━━━ SUPPLIED MATERIAL ━━━

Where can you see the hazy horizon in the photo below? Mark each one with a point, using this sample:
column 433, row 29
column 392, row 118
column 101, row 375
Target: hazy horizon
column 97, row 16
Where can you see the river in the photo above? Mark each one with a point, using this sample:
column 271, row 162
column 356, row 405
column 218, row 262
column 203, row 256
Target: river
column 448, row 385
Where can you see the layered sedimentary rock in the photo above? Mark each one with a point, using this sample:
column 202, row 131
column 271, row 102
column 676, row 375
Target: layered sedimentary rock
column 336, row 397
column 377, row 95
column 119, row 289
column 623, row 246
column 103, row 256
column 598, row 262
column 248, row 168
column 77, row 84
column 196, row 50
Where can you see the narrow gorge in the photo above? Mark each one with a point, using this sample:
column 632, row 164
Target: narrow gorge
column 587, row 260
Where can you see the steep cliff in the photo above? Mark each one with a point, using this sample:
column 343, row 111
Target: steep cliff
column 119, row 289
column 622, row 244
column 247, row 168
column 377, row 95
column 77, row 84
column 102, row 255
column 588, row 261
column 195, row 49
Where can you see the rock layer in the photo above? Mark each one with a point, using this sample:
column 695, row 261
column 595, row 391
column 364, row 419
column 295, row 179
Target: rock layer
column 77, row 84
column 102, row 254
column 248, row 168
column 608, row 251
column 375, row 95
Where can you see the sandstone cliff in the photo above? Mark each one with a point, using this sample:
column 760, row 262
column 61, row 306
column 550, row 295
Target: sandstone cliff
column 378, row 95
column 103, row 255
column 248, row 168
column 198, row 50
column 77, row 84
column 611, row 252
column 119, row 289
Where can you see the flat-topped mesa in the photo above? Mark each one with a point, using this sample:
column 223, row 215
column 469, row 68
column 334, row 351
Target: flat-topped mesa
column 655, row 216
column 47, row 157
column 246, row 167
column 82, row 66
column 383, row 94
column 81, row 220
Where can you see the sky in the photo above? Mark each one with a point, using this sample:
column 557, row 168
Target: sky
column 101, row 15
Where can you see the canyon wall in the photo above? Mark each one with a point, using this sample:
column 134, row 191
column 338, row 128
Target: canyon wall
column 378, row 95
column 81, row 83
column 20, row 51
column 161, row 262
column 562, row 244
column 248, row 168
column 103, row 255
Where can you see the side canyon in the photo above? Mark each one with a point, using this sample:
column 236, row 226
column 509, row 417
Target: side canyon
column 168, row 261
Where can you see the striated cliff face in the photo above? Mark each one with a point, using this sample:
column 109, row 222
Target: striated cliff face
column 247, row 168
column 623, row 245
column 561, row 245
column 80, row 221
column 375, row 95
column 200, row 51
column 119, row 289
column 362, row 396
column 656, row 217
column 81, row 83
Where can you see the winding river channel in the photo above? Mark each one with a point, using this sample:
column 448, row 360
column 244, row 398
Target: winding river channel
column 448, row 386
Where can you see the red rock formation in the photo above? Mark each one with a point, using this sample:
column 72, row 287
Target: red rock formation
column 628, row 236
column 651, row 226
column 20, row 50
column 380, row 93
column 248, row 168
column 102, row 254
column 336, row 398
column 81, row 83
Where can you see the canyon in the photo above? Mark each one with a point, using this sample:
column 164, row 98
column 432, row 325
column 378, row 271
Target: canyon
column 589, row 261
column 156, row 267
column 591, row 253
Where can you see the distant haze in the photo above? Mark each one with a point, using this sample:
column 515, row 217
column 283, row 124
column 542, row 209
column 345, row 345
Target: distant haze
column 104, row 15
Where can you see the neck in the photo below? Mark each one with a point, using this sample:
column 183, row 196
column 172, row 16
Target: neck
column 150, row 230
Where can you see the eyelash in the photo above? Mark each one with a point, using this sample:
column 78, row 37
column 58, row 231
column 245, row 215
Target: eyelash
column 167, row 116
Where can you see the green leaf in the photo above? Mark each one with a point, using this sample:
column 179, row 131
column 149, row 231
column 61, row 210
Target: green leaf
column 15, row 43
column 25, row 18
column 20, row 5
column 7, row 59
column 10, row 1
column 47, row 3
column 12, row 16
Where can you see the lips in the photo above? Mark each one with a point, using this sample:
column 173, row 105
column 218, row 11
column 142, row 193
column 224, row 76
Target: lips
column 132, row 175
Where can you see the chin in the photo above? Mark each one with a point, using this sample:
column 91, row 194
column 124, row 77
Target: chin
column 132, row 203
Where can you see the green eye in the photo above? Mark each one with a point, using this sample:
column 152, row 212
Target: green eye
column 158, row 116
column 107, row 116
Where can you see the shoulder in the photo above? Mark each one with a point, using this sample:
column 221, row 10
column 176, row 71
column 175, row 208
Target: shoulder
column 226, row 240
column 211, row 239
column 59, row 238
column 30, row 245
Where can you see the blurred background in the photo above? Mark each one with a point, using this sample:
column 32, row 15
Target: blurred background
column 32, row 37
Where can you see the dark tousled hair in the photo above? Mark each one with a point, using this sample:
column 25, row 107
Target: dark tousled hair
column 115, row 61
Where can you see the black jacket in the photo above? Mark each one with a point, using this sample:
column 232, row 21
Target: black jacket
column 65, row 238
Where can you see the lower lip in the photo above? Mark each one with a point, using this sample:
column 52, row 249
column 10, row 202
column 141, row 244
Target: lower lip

━━━

→ **EXERCISE REQUIREMENTS**
Each line holding the word "below" must be copied from the data.

→ **OUTPUT**
Where can you see the hazy horizon in the photo below? Mark each one with a point, using this sample:
Where can you see the neck in the photo below? Mark each one with a point, using this sample:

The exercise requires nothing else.